» **Problem 1**
Locate every row that contains the word "woman" and copy each of those rows in full.

--- BEGIN Passage given ---

Publication date: 16 April 2026
NVIDIA has launched Ising, a family of open-source AI models aimed at one of the hardest problems in quantum computing: making quantum processors reliable enough for useful work. Announced on 14 April 2026, the release targets two specific bottlenecks, calibration and quantum error correction, and ships with integrations for NVIDIA’s CUDA-Q platform and NVQLink interconnect.
What the Ising models do
The Ising family is split into two components. Ising Calibration is a vision language model that reads measurement data from quantum processors and reacts in near real time, letting AI agents automate the tuning steps that normally occupy research teams for days. Ising Decoding is a 3D convolutional neural network delivered in two variants, one optimised for raw speed and one for accuracy, and handles real-time decoding for quantum error correction.

--- END Passage given ---

» **Problem 2**
Decide whether each statement below agrees with the Ising passage. Answer yes or no for each, and quote the deciding words from the Ising passage.
(a) The Ising models were announced on 14 April 2026.
(b) Ising Calibration is a 3D convolutional neural network.
(c) Ising Decoding is offered in two variants.

--- BEGIN Data ---

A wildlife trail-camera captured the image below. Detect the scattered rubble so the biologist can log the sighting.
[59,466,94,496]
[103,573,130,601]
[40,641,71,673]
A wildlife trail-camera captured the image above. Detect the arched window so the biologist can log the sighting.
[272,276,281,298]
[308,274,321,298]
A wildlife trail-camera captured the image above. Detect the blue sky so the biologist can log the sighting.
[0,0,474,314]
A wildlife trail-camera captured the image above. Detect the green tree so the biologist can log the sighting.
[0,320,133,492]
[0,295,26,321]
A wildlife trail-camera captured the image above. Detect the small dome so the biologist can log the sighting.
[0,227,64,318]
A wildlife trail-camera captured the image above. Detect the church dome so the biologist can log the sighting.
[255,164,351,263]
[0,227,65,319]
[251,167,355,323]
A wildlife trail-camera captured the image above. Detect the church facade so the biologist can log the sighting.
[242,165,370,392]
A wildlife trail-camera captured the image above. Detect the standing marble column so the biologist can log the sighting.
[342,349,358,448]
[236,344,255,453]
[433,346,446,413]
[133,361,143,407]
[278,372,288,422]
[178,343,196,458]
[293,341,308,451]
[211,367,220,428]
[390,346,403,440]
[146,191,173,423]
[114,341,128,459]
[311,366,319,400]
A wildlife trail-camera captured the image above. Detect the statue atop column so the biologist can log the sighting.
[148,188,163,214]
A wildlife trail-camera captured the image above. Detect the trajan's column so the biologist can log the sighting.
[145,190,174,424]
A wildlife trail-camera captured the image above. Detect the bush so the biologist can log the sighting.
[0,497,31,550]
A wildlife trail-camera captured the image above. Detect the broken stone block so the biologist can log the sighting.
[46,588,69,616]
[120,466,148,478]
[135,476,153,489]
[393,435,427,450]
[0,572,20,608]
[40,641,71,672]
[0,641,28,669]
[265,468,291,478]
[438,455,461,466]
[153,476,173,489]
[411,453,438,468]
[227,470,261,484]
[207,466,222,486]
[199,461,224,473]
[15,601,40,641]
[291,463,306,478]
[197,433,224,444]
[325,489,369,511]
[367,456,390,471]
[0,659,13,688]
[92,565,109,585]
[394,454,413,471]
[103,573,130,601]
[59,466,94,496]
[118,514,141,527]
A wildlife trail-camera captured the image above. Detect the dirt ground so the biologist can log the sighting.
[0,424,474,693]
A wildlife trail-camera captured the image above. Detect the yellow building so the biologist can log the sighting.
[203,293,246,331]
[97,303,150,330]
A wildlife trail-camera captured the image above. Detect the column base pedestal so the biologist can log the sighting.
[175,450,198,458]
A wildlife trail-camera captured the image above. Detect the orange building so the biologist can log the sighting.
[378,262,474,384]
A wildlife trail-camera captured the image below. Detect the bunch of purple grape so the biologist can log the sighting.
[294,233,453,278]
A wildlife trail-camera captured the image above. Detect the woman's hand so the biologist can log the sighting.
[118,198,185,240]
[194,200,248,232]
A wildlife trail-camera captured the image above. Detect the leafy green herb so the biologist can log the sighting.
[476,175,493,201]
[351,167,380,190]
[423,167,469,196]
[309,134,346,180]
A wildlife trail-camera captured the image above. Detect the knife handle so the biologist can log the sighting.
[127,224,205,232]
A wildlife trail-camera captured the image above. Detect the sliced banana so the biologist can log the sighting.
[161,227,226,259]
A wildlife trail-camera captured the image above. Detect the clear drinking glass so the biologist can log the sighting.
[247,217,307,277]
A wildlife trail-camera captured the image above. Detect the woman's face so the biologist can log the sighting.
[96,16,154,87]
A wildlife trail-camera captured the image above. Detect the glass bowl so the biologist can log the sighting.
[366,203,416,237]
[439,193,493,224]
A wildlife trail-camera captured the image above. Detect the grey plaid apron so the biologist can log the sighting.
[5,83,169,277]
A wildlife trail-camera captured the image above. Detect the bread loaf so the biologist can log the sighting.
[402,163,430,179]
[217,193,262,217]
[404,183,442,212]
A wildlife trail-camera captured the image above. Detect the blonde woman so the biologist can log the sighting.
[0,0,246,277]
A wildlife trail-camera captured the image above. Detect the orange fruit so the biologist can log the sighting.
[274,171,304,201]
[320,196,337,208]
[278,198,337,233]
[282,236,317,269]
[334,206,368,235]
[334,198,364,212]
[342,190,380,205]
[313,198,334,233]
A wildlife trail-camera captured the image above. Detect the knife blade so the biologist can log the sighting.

--- END Data ---

» **Written reply 1**
A wildlife trail-camera captured the image above. Detect the woman's hand so the biologist can log the sighting.
A wildlife trail-camera captured the image above. Detect the woman's face so the biologist can log the sighting.
A wildlife trail-camera captured the image above. Detect the blonde woman so the biologist can log the sighting.

» **Written reply 2**
(a) Yes: "Announced on 14 April 2026"
(b) No: "Ising Calibration is a vision language model"
(c) Yes: "delivered in two variants, one optimised for raw speed and one for accuracy"